TRECHO DO TEXTO:
⁂

Autor: Roberto Minadeo
E-Mail: rminadeo@yahoo.com
Julho/2001
FUSÕES E AQUISIÇÕES NO VAREJO ALIMENTAR
INTRODUÇÃO
Em função da abertura da economia brasileira – empreendida no início dos anos 90 – sensíveis alterações no panorama empresarial nacional passaram a ser observadas. O acirramento da concorrência trouxe efeitos negativos, como a quebra de companhias tradicionais. Por outro lado, a maior eficiência empresarial veio representar um importante fator para a estabilização econômica, ao mesmo tempo em que propiciou a prática de menores margens, vindo a beneficiar o mercado em geral e o consumidor em particular.
O setor representado pelo varejo alimentar não é uma exceção, e tem sido palco de um importante processo de consolidação entre os seus diversos players. Entre outras situações, o setor tem assistido a significativos investimentos em tecnologia e logística – ampliando sua competitividade, ao mesmo tempo em que a existência de escala surge como um imperativo a permitir a continuidade dessas inversões. Finalmente, o setor tem assistido inúmeras aquisições de companhias tradicionais por outras – quer novos entrantes, quer outros grupos em fase de expansão.
O presente artigo está focado no tema das aquisições no varejo alimentar, pretendendo apontar a importância desse processo na estratégia das principais redes de supermercados do país. Através de um levantamento das operações de aquisições de empresas realizadas no setor, pretende-se analisar as estratégias de crescimento praticadas pelas principais redes. O estudo também procura fornecer um quadro do setor, à medida que o mesmo foi totalmente redesenhado nos últimos, em grande parte através desse processo de aquisições. Em outras palavras, o estudo apresenta um perfil dos "players" do setor de supermercados no país – pontuado através das aquisições realizadas.
As fontes de cada operação estão apontadas, cabendo destacar a importância do texto produzido pela Abras em 1993, por ocasião dos 40 anos do supermercado no Brasil.

⁂

TAREFAS:
(1) Edite o trecho sobre aquisições no varejo alimentar desde "Autor: Roberto Minadeo" até "consumidor em particular.", inclusive, trocando "concorrência" por "competição".
(2) Segundo o trecho sobre aquisições no varejo alimentar, em que ano a Abras produziu seu texto sobre os 40 anos do supermercado no Brasil?
As linhas não têm relação com o trecho.

⁂

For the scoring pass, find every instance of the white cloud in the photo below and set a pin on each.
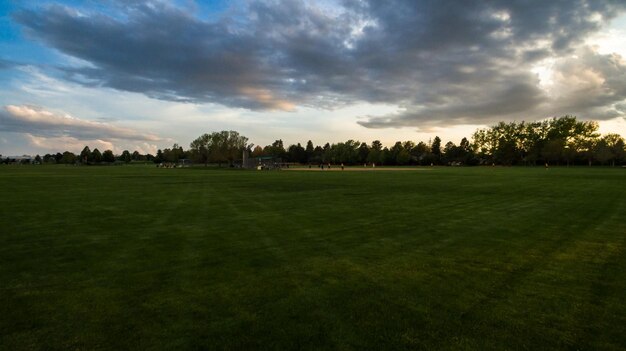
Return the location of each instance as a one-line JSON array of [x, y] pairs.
[[37, 121]]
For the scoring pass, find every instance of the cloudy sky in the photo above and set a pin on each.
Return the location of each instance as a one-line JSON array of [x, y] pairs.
[[142, 75]]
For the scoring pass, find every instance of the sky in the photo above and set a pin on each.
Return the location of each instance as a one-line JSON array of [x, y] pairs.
[[143, 75]]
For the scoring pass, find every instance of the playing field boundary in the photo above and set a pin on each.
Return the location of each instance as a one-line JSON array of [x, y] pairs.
[[356, 169]]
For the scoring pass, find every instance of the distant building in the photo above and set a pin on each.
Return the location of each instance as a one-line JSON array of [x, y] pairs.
[[260, 163]]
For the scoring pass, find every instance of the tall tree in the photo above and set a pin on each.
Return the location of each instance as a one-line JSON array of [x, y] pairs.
[[107, 156], [85, 155], [96, 156]]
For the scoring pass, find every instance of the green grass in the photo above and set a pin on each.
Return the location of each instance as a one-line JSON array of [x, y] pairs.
[[136, 257]]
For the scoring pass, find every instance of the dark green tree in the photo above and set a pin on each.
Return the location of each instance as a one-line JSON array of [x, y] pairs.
[[107, 156]]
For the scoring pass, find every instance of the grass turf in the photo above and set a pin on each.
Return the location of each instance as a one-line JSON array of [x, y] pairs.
[[136, 257]]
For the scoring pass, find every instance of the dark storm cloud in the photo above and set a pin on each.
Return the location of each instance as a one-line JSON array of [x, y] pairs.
[[440, 61]]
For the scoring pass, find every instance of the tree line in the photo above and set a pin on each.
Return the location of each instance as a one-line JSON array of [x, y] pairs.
[[557, 141]]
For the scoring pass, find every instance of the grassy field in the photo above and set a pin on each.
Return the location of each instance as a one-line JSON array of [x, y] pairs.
[[135, 257]]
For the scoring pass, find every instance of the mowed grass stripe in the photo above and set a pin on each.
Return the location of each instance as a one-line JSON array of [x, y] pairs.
[[478, 258]]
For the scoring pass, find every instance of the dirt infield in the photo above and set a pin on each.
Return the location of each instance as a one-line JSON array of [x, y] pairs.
[[357, 169]]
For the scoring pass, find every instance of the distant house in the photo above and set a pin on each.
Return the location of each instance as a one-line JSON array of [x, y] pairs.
[[260, 163]]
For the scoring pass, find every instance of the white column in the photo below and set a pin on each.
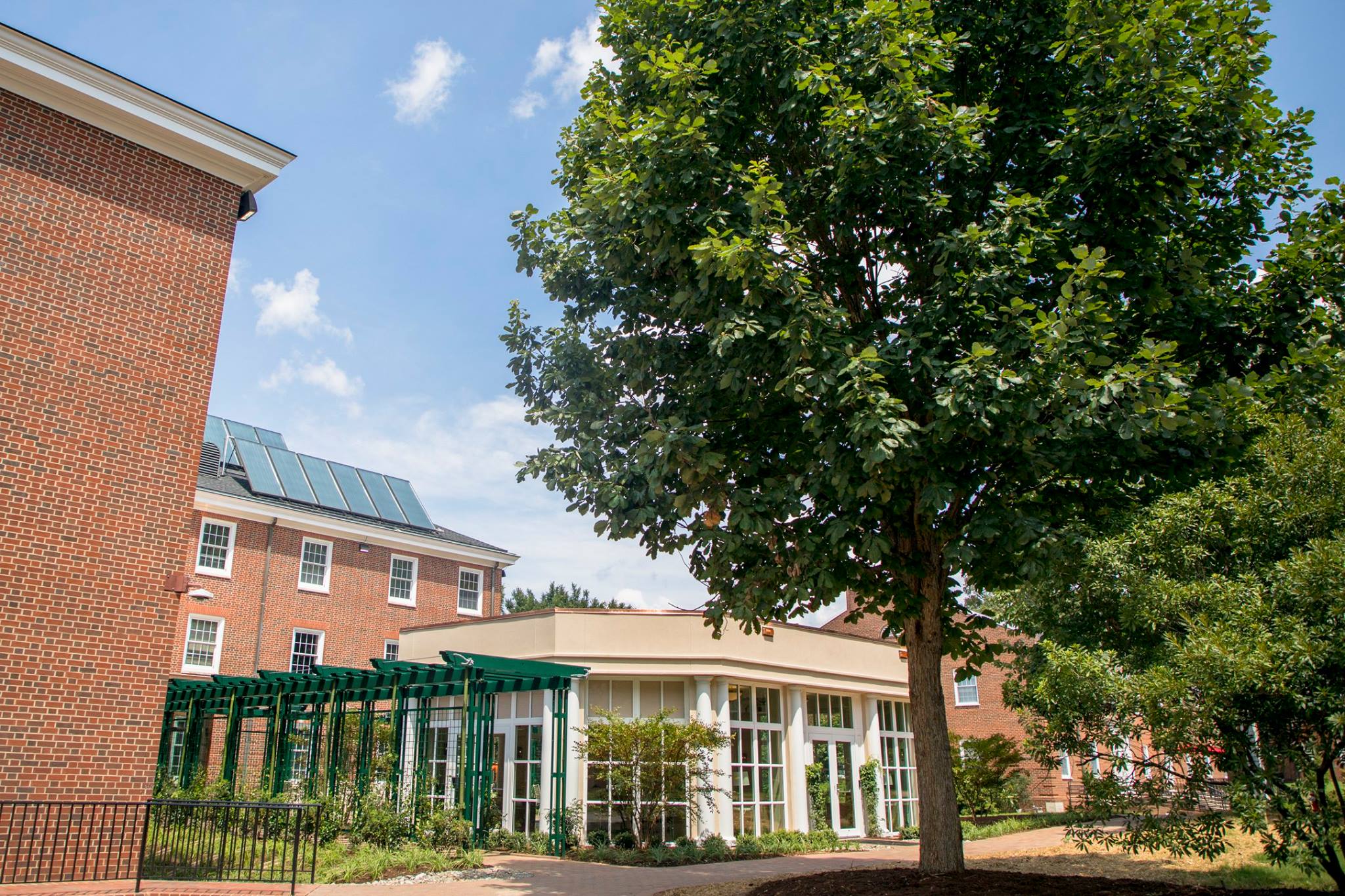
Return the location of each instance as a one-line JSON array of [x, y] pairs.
[[722, 763], [795, 774], [544, 802], [873, 750], [573, 766], [705, 714]]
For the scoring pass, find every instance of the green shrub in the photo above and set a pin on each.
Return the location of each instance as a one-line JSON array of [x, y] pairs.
[[444, 829], [748, 845], [715, 848], [378, 824]]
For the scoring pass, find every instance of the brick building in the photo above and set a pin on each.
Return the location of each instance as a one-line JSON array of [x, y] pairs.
[[118, 214], [299, 562], [975, 708]]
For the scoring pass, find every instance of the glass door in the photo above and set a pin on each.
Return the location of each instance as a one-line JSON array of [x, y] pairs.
[[843, 779]]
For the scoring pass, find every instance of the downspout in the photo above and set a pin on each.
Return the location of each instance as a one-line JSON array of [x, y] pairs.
[[261, 605]]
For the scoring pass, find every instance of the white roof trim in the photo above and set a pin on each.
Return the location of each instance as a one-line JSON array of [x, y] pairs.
[[351, 530], [68, 83]]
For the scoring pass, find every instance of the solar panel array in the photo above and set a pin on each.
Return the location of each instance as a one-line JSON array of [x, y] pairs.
[[311, 480]]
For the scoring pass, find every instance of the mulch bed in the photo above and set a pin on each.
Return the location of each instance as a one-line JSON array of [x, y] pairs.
[[911, 882]]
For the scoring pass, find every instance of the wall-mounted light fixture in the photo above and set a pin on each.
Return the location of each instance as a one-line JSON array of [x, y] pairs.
[[246, 206]]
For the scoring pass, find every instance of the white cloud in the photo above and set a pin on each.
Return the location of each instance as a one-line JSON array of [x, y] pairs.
[[567, 64], [526, 104], [295, 308], [424, 91], [322, 373]]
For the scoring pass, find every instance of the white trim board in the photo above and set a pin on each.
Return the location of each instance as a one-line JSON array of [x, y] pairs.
[[65, 82]]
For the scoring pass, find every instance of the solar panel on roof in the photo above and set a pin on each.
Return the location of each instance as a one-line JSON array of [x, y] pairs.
[[384, 500], [215, 433], [353, 489], [272, 438], [324, 485], [291, 476], [410, 504], [261, 476]]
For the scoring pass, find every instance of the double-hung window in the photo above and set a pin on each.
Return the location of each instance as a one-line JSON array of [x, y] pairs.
[[315, 566], [966, 689], [305, 651], [215, 550], [401, 581], [470, 591], [205, 636]]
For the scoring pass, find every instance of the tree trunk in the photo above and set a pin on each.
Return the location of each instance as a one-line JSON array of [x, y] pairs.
[[940, 829]]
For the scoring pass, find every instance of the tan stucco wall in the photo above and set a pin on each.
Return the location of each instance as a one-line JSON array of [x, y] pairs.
[[655, 643]]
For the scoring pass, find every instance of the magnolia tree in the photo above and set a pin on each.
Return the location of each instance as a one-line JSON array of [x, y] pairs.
[[856, 295], [651, 767], [1207, 633]]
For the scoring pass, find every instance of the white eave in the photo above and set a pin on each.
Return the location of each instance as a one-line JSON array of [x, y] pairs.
[[343, 528], [68, 83]]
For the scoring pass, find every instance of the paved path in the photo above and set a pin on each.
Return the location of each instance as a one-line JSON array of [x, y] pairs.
[[563, 878]]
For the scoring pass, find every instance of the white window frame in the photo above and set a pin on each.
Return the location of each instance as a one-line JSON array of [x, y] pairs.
[[414, 562], [229, 551], [219, 645], [327, 576], [322, 645], [481, 591], [957, 696]]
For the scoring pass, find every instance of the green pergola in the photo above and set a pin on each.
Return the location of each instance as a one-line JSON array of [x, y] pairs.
[[422, 731]]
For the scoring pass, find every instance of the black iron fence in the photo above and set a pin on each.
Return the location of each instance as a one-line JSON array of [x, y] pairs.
[[60, 842], [158, 840], [194, 840]]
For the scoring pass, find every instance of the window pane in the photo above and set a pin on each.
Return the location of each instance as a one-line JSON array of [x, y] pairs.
[[214, 547], [674, 699], [622, 699], [650, 698], [313, 568], [600, 695]]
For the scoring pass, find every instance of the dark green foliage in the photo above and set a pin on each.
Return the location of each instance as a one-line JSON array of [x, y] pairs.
[[985, 773], [1212, 626], [856, 295], [870, 792], [557, 595]]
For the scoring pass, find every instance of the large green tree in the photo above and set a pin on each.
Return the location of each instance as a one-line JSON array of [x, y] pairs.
[[856, 295], [1211, 628]]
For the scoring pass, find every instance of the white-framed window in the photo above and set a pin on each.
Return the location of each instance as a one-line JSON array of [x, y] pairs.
[[201, 653], [830, 711], [757, 757], [315, 566], [966, 691], [401, 581], [632, 700], [470, 591], [898, 762], [215, 547], [305, 651]]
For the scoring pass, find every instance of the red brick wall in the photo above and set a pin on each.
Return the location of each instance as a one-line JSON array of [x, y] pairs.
[[114, 263], [355, 614], [989, 716]]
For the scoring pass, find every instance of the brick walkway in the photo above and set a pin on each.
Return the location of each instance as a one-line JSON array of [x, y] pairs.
[[562, 878]]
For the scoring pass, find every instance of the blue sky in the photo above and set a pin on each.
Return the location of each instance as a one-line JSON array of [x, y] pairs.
[[370, 291]]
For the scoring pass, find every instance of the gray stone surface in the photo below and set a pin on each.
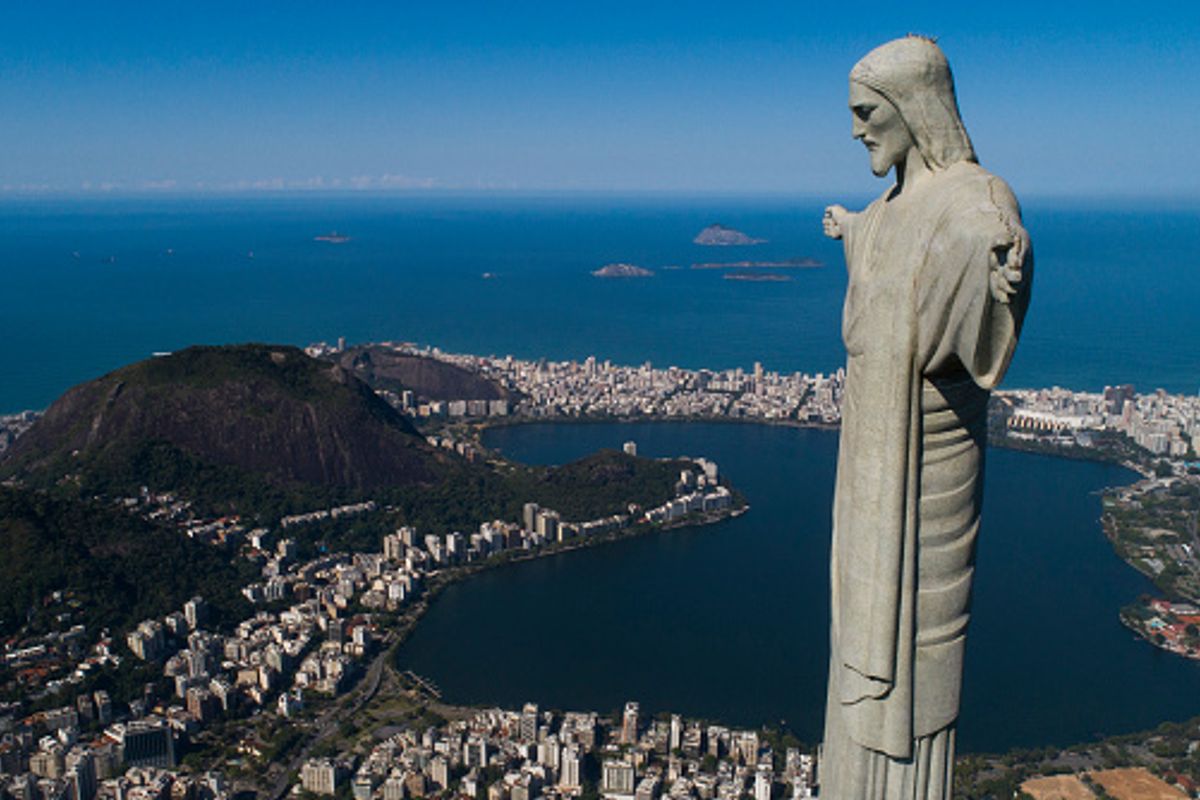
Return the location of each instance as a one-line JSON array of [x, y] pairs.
[[940, 270]]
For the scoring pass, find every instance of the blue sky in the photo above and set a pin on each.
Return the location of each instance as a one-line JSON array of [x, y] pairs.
[[1062, 98]]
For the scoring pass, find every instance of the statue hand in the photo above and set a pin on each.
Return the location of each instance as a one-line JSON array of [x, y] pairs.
[[832, 221], [1006, 259]]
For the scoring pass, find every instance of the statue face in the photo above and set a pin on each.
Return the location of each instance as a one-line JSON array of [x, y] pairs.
[[881, 128]]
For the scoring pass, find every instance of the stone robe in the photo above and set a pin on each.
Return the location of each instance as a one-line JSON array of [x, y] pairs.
[[925, 342]]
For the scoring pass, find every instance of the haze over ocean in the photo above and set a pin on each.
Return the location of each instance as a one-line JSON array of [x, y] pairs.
[[94, 284]]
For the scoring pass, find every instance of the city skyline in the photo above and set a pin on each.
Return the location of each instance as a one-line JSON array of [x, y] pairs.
[[613, 98]]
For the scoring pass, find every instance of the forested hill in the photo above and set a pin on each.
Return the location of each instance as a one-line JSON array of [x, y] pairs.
[[430, 379], [112, 569], [268, 411]]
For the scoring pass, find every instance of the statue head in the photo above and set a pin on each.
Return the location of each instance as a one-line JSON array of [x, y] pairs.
[[912, 78]]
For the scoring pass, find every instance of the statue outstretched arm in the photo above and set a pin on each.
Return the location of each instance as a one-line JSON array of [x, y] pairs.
[[837, 221], [1007, 263]]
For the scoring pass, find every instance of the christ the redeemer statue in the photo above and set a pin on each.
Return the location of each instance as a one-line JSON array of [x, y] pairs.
[[940, 269]]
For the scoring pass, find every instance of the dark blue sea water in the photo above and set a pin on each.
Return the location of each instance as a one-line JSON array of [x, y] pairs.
[[1115, 299], [729, 621]]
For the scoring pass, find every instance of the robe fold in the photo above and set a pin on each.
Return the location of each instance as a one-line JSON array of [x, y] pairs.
[[925, 343]]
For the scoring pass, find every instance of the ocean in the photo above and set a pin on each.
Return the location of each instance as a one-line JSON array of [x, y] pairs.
[[89, 286], [727, 621]]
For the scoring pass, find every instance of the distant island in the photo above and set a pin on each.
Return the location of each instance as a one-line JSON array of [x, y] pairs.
[[787, 264], [622, 271], [718, 235], [757, 276]]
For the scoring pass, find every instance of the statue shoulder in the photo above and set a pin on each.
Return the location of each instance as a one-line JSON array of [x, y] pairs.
[[977, 203], [972, 186]]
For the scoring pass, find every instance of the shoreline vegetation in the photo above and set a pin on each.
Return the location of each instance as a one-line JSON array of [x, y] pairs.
[[1152, 518]]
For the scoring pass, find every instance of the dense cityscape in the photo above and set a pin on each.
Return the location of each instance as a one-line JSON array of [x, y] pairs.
[[324, 627]]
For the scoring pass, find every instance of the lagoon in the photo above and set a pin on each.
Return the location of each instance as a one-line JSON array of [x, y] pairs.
[[729, 621]]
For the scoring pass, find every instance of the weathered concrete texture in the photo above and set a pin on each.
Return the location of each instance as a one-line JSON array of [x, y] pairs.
[[940, 269]]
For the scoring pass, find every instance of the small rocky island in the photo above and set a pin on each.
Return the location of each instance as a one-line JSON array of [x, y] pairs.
[[718, 235], [622, 271], [757, 277]]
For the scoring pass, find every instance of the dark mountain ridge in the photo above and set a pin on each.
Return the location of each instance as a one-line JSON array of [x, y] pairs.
[[268, 410], [382, 367]]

⁂

RESPOSTAS:
(1)
Autor: Roberto Minadeo
E-Mail: rminadeo@yahoo.com
Julho/2001
FUSÕES E AQUISIÇÕES NO VAREJO ALIMENTAR
INTRODUÇÃO
Em função da abertura da economia brasileira – empreendida no início dos anos 90 – sensíveis alterações no panorama empresarial nacional passaram a ser observadas. O acirramento da competição trouxe efeitos negativos, como a quebra de companhias tradicionais. Por outro lado, a maior eficiência empresarial veio representar um importante fator para a estabilização econômica, ao mesmo tempo em que propiciou a prática de menores margens, vindo a beneficiar o mercado em geral e o consumidor em particular.

(2) Em 1993.